Directions for this task:
Copy every record below word for word, keeping each line unchanged.

Records for this task:
⟨

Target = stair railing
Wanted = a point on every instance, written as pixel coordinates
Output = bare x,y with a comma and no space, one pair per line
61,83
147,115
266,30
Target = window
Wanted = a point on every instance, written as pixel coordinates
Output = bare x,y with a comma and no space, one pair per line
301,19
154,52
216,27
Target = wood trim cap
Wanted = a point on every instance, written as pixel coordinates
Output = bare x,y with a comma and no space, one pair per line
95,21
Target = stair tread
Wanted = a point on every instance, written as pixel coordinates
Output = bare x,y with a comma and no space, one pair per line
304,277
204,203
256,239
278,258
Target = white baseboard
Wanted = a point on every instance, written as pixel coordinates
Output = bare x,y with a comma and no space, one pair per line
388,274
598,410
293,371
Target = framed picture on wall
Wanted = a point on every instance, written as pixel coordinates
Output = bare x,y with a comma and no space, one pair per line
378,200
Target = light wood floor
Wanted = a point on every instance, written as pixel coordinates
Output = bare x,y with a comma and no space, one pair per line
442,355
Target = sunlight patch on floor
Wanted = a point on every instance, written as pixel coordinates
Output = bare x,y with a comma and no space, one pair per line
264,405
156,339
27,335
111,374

⟩

Finished answer:
Target = stair railing
Wanted = a point on every instance, written as pixel coordinates
Output = bare x,y with a comma and no space, one pair per line
61,83
147,115
266,30
Target = window
Wanted = a point on every instance, written as pixel coordinates
Output = bare x,y with a comma and no space, one pair per line
301,19
154,52
216,27
Target = wood trim cap
Wanted = a point on every instance, written as pixel coordinates
Output = bare x,y with a comma and no space, one pair per line
95,21
Target = stair tread
Wanted = a point on every instance, written as pixel coordinates
Output = bare x,y with a comma and no space, one pair per line
304,277
204,203
256,239
278,258
Target = white baseboard
Wanted = a point on every instance, written as pixel coordinates
Output = bare x,y with a comma and no space, one pair per line
388,274
598,410
293,371
Target = framed picture on wall
Wanted = a point on every instance, written as pixel coordinates
Output = bare x,y with a comma and no space, one pair per line
378,200
Target = light wood floor
Wanted = a point on every instance, written as pixel coordinates
Output = bare x,y with a comma and no space, one pair per line
442,355
Target = sunlight patch on floor
Wanted = a point on every instance, written as pixel coordinates
Output = bare x,y with a comma and no space, one pair per line
264,405
156,339
27,335
111,374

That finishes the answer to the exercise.